Записи:

####

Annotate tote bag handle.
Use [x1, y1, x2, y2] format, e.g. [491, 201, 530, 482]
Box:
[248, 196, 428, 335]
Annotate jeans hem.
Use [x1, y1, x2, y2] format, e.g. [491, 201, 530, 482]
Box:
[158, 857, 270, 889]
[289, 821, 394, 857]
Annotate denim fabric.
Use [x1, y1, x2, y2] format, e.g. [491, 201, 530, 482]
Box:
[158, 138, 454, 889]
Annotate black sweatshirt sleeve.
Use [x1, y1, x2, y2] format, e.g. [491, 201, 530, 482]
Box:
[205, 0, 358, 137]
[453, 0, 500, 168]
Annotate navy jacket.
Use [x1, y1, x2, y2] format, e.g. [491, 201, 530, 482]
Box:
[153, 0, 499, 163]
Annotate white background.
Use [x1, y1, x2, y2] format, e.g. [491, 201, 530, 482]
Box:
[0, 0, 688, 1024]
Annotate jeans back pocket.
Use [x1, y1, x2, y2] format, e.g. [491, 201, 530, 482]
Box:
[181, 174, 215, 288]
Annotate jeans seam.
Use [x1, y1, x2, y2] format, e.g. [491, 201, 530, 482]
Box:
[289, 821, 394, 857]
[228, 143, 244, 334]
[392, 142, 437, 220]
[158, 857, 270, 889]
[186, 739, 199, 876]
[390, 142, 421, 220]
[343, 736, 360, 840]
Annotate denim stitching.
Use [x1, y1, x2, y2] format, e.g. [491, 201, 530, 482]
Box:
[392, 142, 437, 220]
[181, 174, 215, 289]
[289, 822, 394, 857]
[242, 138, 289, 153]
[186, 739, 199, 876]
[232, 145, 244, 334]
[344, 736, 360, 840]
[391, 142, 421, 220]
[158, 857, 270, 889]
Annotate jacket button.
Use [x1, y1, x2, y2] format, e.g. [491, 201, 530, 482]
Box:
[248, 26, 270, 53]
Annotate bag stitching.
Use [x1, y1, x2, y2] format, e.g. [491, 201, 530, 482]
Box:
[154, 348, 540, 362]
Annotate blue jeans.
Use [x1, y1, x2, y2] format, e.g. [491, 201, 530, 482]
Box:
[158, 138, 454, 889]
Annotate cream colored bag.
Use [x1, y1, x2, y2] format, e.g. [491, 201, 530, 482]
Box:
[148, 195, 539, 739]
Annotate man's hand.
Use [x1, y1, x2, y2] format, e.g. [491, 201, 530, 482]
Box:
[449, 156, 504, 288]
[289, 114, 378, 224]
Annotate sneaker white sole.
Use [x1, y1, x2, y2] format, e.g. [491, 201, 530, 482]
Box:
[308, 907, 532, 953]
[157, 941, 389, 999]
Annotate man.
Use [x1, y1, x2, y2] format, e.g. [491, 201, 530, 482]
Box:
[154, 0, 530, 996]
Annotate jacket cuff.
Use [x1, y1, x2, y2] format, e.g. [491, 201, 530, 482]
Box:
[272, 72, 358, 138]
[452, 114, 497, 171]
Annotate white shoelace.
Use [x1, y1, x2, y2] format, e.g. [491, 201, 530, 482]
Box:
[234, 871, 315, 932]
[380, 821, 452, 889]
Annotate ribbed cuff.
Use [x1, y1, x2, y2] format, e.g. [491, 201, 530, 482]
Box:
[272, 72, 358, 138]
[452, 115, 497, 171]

####

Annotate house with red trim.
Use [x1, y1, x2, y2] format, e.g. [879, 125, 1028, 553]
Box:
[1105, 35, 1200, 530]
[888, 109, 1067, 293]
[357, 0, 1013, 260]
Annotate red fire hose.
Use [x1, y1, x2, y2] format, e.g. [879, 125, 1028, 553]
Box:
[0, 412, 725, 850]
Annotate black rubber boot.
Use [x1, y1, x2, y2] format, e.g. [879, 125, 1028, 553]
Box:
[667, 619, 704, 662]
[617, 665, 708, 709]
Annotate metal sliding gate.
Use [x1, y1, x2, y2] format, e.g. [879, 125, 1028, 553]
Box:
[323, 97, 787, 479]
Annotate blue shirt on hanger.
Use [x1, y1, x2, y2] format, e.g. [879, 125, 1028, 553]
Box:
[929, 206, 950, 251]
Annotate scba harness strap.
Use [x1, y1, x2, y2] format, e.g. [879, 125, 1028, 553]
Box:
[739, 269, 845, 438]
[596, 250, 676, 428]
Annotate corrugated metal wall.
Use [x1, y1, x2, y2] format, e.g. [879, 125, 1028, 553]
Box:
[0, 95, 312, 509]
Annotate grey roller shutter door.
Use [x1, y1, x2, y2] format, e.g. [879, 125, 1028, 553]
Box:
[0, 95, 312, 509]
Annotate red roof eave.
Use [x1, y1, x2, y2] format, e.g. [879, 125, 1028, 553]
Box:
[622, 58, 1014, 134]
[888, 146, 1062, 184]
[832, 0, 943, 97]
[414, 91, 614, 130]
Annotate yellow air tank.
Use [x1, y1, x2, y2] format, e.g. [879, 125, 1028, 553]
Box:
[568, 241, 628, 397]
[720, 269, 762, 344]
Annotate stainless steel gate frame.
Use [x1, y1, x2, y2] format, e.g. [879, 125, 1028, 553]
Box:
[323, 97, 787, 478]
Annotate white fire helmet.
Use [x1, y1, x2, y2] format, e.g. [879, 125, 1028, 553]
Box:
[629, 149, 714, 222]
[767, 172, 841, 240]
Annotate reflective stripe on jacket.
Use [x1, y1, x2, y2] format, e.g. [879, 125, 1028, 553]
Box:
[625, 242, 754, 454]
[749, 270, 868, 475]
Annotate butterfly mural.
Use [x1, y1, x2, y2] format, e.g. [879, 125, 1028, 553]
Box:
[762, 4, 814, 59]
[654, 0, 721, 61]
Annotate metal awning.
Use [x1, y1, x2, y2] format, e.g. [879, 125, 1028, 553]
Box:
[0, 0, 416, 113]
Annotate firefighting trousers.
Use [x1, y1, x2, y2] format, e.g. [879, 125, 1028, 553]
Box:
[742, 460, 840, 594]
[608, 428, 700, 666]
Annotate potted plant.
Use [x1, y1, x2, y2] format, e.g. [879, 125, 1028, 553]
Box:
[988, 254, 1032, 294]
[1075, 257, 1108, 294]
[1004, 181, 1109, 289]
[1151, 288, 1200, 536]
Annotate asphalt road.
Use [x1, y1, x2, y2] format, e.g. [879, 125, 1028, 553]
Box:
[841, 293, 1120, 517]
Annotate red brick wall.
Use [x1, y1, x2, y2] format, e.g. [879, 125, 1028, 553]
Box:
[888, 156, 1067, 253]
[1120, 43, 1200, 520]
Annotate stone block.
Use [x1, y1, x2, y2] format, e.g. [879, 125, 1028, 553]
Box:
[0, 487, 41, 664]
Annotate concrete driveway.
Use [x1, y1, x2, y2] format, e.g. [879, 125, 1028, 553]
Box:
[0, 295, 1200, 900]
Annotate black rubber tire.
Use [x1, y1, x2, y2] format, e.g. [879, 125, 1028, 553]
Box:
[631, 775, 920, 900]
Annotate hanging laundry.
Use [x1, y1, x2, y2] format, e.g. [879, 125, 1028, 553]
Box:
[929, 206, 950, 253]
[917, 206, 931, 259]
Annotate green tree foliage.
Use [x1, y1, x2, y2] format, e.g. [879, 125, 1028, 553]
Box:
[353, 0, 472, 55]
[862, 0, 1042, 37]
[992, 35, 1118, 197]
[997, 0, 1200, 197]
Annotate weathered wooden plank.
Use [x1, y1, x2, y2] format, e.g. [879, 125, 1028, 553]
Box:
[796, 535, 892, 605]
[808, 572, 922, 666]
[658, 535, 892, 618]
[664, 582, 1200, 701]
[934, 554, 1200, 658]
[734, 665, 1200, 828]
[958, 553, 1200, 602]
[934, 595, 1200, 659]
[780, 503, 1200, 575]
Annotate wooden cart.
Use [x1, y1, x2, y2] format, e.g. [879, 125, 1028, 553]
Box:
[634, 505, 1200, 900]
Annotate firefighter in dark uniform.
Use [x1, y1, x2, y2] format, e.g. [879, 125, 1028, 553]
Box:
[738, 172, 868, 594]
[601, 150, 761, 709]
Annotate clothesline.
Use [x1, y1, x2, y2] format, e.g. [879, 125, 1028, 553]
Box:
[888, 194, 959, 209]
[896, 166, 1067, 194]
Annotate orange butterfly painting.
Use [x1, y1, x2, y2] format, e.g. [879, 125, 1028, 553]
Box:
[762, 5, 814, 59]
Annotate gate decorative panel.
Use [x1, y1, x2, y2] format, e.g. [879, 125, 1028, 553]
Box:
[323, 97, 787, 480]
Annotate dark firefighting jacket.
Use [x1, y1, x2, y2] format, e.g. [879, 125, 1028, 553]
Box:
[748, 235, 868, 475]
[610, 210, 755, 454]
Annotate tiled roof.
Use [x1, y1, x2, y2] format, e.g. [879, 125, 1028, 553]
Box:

####

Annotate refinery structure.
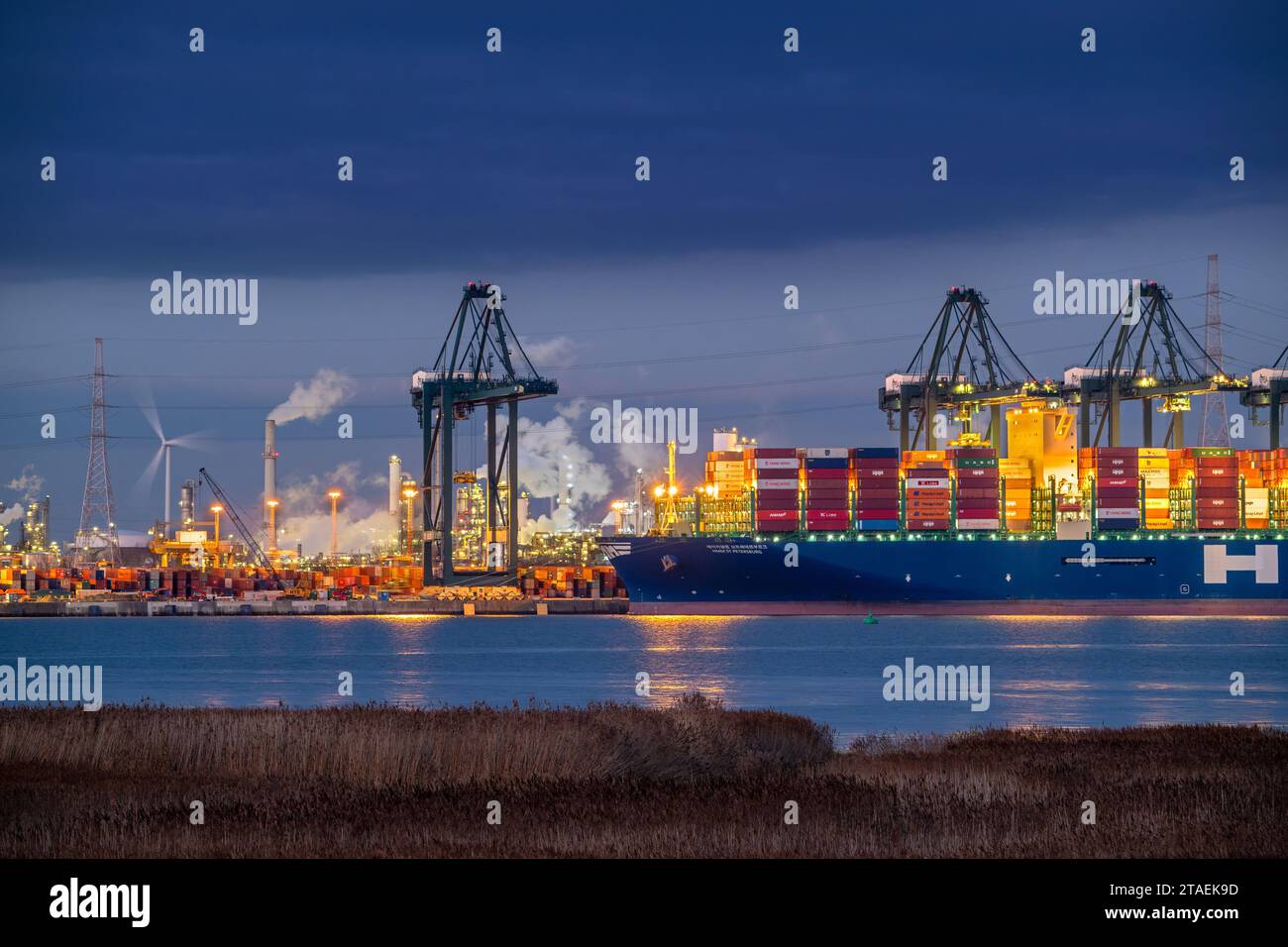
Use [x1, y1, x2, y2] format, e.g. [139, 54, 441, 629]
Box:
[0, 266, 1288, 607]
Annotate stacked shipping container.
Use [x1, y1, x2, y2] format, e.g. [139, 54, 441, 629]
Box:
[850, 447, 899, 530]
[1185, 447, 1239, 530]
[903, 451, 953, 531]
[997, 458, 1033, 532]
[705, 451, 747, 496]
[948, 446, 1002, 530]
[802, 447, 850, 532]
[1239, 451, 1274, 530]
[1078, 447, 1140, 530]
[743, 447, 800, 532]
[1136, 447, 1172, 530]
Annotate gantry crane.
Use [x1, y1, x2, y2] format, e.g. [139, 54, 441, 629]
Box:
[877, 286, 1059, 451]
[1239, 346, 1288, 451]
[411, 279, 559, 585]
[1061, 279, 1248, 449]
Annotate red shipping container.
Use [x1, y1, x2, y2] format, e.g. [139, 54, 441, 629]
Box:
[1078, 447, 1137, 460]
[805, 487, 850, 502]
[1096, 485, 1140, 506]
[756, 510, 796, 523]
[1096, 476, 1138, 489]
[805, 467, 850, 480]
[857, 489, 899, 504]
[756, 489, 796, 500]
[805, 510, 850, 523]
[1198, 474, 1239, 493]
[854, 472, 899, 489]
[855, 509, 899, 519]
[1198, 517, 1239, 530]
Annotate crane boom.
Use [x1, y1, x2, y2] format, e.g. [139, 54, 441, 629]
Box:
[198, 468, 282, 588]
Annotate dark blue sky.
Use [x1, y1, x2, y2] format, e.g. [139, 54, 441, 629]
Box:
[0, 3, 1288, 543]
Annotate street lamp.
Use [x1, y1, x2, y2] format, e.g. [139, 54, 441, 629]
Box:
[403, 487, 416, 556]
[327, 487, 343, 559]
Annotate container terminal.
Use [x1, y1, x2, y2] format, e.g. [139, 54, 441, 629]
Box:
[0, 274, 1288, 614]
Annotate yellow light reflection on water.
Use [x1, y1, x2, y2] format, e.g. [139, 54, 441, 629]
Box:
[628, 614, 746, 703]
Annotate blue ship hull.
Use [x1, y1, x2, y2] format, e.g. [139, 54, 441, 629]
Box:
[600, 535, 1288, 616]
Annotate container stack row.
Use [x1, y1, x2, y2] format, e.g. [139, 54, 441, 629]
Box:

####

Условие задания: Перепишите записи начиная со строки, где есть «Annotate red shipping container.», и заканчивая строкой, где есть «[628, 614, 746, 703]». Замените в них «street lamp» на «lamp post», больше ничего не меняйте и не приводите других записей.

Итоговый результат:
Annotate red shipping container.
Use [x1, y1, x2, y2] format, e.g. [139, 54, 441, 629]
Box:
[1078, 447, 1137, 460]
[805, 487, 850, 502]
[1096, 485, 1140, 506]
[756, 510, 796, 523]
[1096, 476, 1138, 489]
[805, 467, 850, 480]
[857, 489, 899, 504]
[756, 489, 796, 500]
[805, 510, 850, 523]
[1198, 474, 1239, 493]
[854, 472, 899, 489]
[855, 509, 899, 519]
[1198, 517, 1239, 530]
Annotate crane boom.
Use [x1, y1, x2, y2] format, e.g. [139, 54, 441, 629]
Box:
[198, 468, 282, 588]
Annotate dark blue sky.
Use [x1, y1, x2, y2] format, e.g. [139, 54, 441, 629]
Box:
[0, 3, 1288, 543]
Annotate lamp post.
Use [x1, y1, x2, y2] format, e.g. [139, 54, 441, 629]
Box:
[403, 487, 416, 556]
[327, 487, 343, 559]
Annotate container terminal.
Use [x1, y1, x2, y2] format, e.g. [139, 54, 441, 629]
Box:
[0, 274, 1288, 614]
Annotate yellow light reflection on water.
Use [x1, y1, x2, y2] format, e.g. [139, 54, 441, 629]
Box:
[628, 614, 746, 703]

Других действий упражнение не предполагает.